* **EXCERPT TO READ**
Then coming to other considerations urged by respondent we do not think that any argument against the sufficiency of the service of the summons can be based upon the provision as it now stands that where service of the summons is made without the state without an order of publication it must appear by affidavit that a warrant of attachment granted in the action has been levied upon property of the defendant within the state. By reference to the practice and requirements before this amendment of 1920 was adopted it is argued that this affidavit must be made and presented before the summons is served and that that only could be done in case an order of publication was being obtained and that, therefore, the legislature could not have intended to abolish *496 the requirement for an order of publication. We do not take this view of this requirement of the statute. No time for making, filing or serving this affidavit is specified and we think that this requirement can be complied with by filing the affidavit as part of the judgment roll based upon service of the summons without the state and that when so filed as part of the judgment roll it will authorize and justify a judgment entered upon such service. The fact that in this case a warrant of attachment had been granted and levied upon the property of the defendant within the state was made to appear both by the certificate of the sheriff, such official certificate ordinarily being equivalent to an affidavit, and also by the affidavit of the appraisers, which indicated that such a warrant had been issued and property seized thereunder.

* **DATA EXCERPTS**

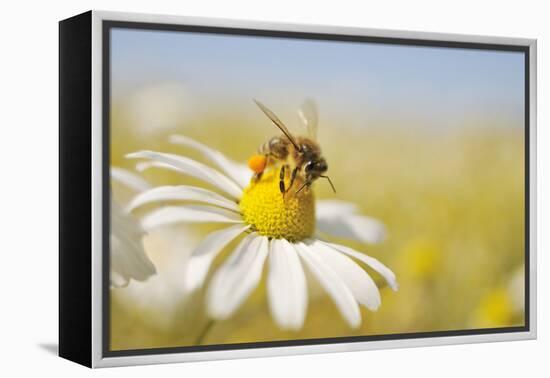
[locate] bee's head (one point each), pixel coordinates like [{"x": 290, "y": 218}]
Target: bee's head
[{"x": 315, "y": 168}]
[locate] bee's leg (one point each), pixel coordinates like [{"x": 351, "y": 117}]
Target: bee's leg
[
  {"x": 282, "y": 180},
  {"x": 292, "y": 178}
]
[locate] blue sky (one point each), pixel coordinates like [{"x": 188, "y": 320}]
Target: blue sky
[{"x": 432, "y": 85}]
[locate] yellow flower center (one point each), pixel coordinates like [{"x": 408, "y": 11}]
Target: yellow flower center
[{"x": 271, "y": 215}]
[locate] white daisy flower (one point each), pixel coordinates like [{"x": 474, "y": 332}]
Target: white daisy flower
[
  {"x": 128, "y": 257},
  {"x": 280, "y": 233}
]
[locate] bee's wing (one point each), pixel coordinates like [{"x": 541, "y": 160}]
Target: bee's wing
[
  {"x": 278, "y": 123},
  {"x": 310, "y": 117}
]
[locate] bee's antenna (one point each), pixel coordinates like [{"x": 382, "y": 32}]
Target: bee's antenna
[{"x": 330, "y": 182}]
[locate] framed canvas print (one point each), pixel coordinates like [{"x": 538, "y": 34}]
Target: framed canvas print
[{"x": 236, "y": 189}]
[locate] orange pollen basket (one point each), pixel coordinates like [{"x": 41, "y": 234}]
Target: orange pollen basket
[{"x": 257, "y": 163}]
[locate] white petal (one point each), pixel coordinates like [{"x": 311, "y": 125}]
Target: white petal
[
  {"x": 130, "y": 179},
  {"x": 206, "y": 252},
  {"x": 384, "y": 271},
  {"x": 359, "y": 282},
  {"x": 286, "y": 286},
  {"x": 339, "y": 219},
  {"x": 188, "y": 214},
  {"x": 332, "y": 283},
  {"x": 238, "y": 172},
  {"x": 237, "y": 277},
  {"x": 127, "y": 254},
  {"x": 192, "y": 168},
  {"x": 181, "y": 193}
]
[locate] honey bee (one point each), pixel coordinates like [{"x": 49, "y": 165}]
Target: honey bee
[{"x": 300, "y": 154}]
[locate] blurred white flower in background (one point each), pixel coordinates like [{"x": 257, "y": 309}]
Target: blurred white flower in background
[
  {"x": 166, "y": 252},
  {"x": 280, "y": 231},
  {"x": 157, "y": 108}
]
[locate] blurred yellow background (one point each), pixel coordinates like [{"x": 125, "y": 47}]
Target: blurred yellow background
[{"x": 428, "y": 140}]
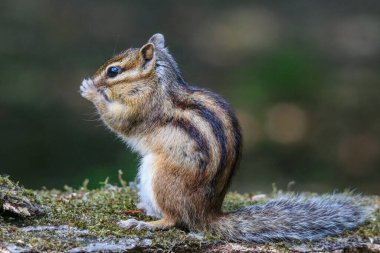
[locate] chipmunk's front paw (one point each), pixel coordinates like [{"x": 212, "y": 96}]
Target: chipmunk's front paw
[
  {"x": 88, "y": 89},
  {"x": 136, "y": 224}
]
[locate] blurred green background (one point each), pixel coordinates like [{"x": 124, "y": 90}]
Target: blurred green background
[{"x": 303, "y": 77}]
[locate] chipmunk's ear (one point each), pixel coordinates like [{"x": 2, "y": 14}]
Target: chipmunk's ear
[
  {"x": 158, "y": 40},
  {"x": 148, "y": 57},
  {"x": 147, "y": 52}
]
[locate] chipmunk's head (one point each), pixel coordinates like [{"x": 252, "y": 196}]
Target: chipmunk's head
[
  {"x": 132, "y": 69},
  {"x": 128, "y": 85}
]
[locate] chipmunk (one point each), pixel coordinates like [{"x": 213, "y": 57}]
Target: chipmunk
[{"x": 190, "y": 143}]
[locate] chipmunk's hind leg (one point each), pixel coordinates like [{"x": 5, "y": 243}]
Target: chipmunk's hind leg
[{"x": 161, "y": 224}]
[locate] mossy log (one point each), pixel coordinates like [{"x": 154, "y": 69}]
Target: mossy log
[{"x": 82, "y": 220}]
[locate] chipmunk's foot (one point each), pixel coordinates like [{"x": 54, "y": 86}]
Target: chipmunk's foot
[{"x": 88, "y": 89}]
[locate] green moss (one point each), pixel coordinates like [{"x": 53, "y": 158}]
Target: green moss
[{"x": 95, "y": 213}]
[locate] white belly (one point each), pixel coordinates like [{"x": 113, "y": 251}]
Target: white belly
[{"x": 146, "y": 175}]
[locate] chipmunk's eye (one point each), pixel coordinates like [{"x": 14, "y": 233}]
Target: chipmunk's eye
[{"x": 113, "y": 71}]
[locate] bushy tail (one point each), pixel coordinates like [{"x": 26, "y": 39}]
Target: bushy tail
[{"x": 292, "y": 218}]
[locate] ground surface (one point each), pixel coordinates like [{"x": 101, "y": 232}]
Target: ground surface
[{"x": 82, "y": 220}]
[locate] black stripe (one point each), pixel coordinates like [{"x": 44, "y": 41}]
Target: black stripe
[
  {"x": 217, "y": 128},
  {"x": 231, "y": 115},
  {"x": 216, "y": 125},
  {"x": 195, "y": 135}
]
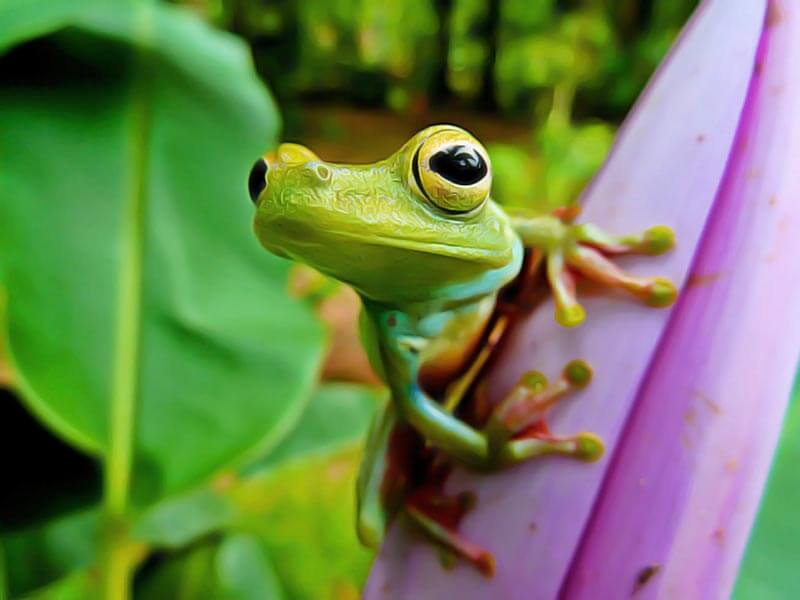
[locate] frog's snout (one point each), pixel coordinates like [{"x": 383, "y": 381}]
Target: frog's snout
[{"x": 258, "y": 179}]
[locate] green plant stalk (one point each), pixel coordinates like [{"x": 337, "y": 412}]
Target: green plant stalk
[{"x": 120, "y": 556}]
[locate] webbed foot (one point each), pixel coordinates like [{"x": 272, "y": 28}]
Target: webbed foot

* **AIM OF THE EXERCISE**
Extend the court opinion on serving a summons outside the state, picking up after its last sentence.

* **ANSWER BELOW**
It is in substance suggested rather than seriously argued that unless the affidavit specified in the statute is served with the summons outside the state the defendant would not receive such notice of the attachment as constitutionally he would be entitled to. We think there is nothing in this. The attachment is a provisional remedy in the action and proceedings under it must abide the result of such action. Presumably a defendant would learn whether a levy under the attachment upon his property had been made and be fully advised in respect thereto. But independent of this he would not be deprived of his property under such a levy unless judgment in the action was finally recovered against him and it would always be open to him by attacking the jurisdiction of such judgment to bring in question the validity of the warrant of attachment and secure relief from a levy thereunder if he was entitled thereto. There is nothing unconstitutional about this. (Cook v. Gregg, 46 N.Y. 439.)

Therefore, the order of the Appellate Division should be reversed and that of the Special Term affirmed, with costs in this court and the Appellate Division and, of the *497 questions certified to us, the first one should be answered in the affirmative and the second one in the negative.

HOGAN, CARDOZO, POUND, McLAUGHLIN, CRANE and ANDREWS, JJ., concur.

Ordered accordingly.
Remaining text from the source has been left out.